• VORLIEGENDER TEXT
------------------------------------------------------------------------

Hausdurchsuchung bei »Pudding«

Gegen einen Grimmaer Sozialarbeiter wird aufgrund von Tweets zum Leipziger Kessel ermittelt

  • Hendrik Lasch
  • Lesedauer: 4 Min.
Tobias »Pudding« Burdukat bei einem Zukunftskongress 2020 im Dorf der Jugend in Grimma
Tobias »Pudding« Burdukat bei einem Zukunftskongress 2020 im Dorf der Jugend in Grimma

Die Ermittler standen am Bahnhof, als Tobias »Pudding« Burdukat von einem Seminar kam, das er gehalten hatte. »Jugend – Gefahr, Risiko oder Chance« hieß es. Der 40-jährige Sozialarbeiter aus Grimma würde immer für letzteres plädieren. Er gründete vor knapp zehn Jahren in der ehemaligen »Spitzenfabrik« der sächsischen Kleinstadt das »Dorf der Jugend«, in dem es Angebote für Freizeit und demokratische Bildung gibt, und wurde für sein Engagement seither vielfach ausgezeichnet, mit dem Demokratie-Preis der Amadeu-Antonio-Stiftung etwa und mit der »Goldenen Henne« des MDR in der Kategorie »Charity« (Wohltätigkeit). 2022 wurde das »Dorf der Jugend« von Katja Meier (Grüne), der sächsischen Ministerin für Justiz, zum »Ort der Demokratie« ernannt.

------------------------------------------------------------------------

• AUSGANGSMATERIAL
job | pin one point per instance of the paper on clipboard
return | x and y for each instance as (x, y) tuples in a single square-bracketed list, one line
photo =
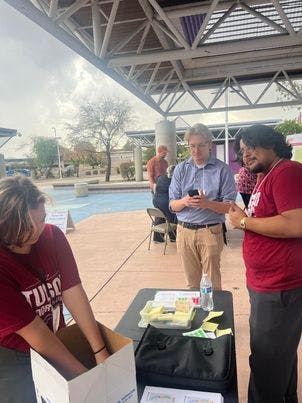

------------------------------------------------------------------------

• DIE AUFGABE
Wer ernannte laut dem Text das »Dorf der Jugend« 2022 zum »Ort der Demokratie«? Stütze dich ausschließlich auf den Text, nicht auf die Liste.

• ERGEBNIS
Katja Meier (Grüne), die sächsische Ministerin für Justiz.